Directions for this task →
Can you reproduce the lines between the one holding "job: backpack buckle" and the one holding "Trace the outline of every instance of the backpack", inclusive, replacing "for example" with "sample" and leaving everything else unchanged?

Some records
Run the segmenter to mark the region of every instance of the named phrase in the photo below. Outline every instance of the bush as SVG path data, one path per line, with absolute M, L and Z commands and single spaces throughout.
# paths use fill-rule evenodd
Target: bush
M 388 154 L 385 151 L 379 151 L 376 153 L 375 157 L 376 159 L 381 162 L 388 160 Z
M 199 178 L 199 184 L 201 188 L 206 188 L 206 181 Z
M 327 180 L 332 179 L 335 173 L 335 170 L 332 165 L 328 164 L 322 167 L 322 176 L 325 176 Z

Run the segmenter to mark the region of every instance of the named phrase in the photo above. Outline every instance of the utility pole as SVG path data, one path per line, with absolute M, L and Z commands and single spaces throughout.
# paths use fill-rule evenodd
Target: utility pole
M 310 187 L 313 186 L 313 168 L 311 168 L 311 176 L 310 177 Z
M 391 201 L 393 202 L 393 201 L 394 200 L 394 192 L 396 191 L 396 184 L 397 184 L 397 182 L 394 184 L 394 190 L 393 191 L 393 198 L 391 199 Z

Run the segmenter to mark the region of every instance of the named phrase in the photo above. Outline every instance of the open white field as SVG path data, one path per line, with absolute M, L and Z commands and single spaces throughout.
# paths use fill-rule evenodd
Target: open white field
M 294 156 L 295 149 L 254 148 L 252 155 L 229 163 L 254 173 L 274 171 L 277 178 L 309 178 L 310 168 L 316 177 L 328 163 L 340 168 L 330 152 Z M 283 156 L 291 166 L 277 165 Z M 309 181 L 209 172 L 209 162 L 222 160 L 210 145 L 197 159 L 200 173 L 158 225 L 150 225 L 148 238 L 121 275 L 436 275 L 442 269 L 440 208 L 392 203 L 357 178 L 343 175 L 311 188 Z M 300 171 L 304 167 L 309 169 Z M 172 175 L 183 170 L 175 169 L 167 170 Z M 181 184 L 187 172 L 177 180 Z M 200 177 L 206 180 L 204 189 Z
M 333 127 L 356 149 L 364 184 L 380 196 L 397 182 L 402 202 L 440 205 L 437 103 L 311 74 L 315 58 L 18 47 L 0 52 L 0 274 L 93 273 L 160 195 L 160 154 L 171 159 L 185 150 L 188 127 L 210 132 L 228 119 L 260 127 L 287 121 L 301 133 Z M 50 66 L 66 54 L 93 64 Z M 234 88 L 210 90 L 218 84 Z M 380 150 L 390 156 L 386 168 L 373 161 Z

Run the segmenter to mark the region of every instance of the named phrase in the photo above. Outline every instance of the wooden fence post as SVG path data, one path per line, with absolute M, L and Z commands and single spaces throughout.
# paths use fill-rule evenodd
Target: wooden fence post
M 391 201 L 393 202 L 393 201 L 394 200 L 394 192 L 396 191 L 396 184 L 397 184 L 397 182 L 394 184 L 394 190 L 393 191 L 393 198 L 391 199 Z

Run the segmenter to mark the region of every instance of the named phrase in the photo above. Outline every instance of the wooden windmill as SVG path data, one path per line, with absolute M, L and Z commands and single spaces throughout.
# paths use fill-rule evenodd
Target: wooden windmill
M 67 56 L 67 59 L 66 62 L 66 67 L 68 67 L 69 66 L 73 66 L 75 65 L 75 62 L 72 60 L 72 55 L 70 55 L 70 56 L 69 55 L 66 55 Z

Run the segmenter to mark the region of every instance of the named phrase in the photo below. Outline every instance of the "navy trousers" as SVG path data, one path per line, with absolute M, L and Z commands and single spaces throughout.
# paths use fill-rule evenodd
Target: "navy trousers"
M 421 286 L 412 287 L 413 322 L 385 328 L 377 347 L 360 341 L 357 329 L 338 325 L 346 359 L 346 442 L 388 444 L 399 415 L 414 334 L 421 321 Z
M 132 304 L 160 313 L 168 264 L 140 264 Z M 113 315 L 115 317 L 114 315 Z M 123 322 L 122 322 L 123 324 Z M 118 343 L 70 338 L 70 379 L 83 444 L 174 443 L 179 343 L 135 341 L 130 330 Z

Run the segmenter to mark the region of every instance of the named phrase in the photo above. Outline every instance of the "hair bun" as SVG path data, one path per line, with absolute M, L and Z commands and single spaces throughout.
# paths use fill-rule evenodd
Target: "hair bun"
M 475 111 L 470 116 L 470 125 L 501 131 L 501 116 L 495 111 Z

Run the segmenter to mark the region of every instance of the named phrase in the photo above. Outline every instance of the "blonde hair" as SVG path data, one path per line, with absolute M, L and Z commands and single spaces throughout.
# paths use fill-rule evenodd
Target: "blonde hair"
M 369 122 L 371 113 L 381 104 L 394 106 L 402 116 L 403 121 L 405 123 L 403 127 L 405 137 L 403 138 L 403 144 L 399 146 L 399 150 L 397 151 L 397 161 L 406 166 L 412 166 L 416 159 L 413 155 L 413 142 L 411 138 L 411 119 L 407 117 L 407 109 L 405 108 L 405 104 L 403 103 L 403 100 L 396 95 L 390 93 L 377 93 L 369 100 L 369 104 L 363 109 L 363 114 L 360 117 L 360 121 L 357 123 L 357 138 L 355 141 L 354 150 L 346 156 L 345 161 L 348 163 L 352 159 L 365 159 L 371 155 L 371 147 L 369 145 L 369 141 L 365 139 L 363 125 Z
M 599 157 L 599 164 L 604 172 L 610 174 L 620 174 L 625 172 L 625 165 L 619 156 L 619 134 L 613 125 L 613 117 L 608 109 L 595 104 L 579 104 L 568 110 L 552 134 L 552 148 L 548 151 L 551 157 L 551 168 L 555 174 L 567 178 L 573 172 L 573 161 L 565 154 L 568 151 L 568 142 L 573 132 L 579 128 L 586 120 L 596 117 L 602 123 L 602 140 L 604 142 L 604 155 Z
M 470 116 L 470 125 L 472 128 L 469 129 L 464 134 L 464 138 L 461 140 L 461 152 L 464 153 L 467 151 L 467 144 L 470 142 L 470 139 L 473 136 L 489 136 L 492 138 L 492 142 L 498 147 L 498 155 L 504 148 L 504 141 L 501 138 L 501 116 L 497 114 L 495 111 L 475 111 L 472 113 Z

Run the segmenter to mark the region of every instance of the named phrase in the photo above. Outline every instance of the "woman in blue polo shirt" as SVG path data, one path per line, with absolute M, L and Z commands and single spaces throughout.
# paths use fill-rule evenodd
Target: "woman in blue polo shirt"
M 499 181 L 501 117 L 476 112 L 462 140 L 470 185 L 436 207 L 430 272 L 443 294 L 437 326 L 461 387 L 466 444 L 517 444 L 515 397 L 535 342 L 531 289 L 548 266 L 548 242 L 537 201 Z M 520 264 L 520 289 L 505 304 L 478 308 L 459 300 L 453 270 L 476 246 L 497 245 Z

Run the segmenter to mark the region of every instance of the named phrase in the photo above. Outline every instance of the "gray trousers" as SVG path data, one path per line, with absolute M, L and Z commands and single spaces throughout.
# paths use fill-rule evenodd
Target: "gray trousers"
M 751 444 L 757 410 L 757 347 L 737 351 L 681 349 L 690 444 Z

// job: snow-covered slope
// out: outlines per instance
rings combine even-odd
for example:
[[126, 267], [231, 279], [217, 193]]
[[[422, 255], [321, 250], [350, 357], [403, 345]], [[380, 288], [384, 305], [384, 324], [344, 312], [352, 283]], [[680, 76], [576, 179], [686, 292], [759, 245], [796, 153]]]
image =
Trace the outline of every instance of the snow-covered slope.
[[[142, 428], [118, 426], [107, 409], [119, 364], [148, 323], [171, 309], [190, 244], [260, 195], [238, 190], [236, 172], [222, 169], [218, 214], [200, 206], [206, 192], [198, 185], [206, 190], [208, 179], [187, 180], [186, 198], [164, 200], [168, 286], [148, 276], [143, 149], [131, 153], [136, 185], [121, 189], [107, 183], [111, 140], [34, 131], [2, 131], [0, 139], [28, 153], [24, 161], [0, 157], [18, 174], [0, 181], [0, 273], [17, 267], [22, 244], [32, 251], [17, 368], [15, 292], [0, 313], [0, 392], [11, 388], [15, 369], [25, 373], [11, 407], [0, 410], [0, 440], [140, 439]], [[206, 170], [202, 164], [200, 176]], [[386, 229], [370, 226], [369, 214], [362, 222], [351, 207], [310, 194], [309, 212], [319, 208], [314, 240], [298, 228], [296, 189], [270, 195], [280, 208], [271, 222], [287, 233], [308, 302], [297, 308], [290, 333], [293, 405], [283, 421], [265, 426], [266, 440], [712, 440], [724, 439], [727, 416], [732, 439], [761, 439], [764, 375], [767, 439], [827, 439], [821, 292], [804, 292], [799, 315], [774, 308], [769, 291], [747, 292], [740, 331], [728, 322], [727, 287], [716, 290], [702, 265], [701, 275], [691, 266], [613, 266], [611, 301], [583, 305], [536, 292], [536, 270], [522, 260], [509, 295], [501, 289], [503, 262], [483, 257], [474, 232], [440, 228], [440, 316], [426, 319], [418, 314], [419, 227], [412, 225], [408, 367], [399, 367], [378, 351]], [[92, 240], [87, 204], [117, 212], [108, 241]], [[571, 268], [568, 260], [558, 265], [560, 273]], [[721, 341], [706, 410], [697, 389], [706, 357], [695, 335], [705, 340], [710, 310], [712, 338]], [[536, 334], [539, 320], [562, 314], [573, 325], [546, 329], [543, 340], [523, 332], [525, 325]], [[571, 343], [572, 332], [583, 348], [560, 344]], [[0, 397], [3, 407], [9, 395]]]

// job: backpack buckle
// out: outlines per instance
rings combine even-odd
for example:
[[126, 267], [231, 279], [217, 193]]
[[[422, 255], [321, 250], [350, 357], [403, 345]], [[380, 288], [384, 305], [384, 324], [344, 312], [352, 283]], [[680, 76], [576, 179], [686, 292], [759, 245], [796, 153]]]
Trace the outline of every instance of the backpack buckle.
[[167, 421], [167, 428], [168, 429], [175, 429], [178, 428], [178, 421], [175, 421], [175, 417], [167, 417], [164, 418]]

Output for this exercise →
// job: backpack buckle
// out: outlines per instance
rings combine even-odd
sample:
[[126, 267], [231, 279], [217, 193]]
[[[422, 255], [321, 250], [350, 357], [403, 345]], [[380, 288], [384, 305], [384, 324], [344, 312], [352, 283]], [[680, 76], [576, 179], [686, 292], [759, 245], [796, 153]]]
Trace the outline of every instance of the backpack buckle.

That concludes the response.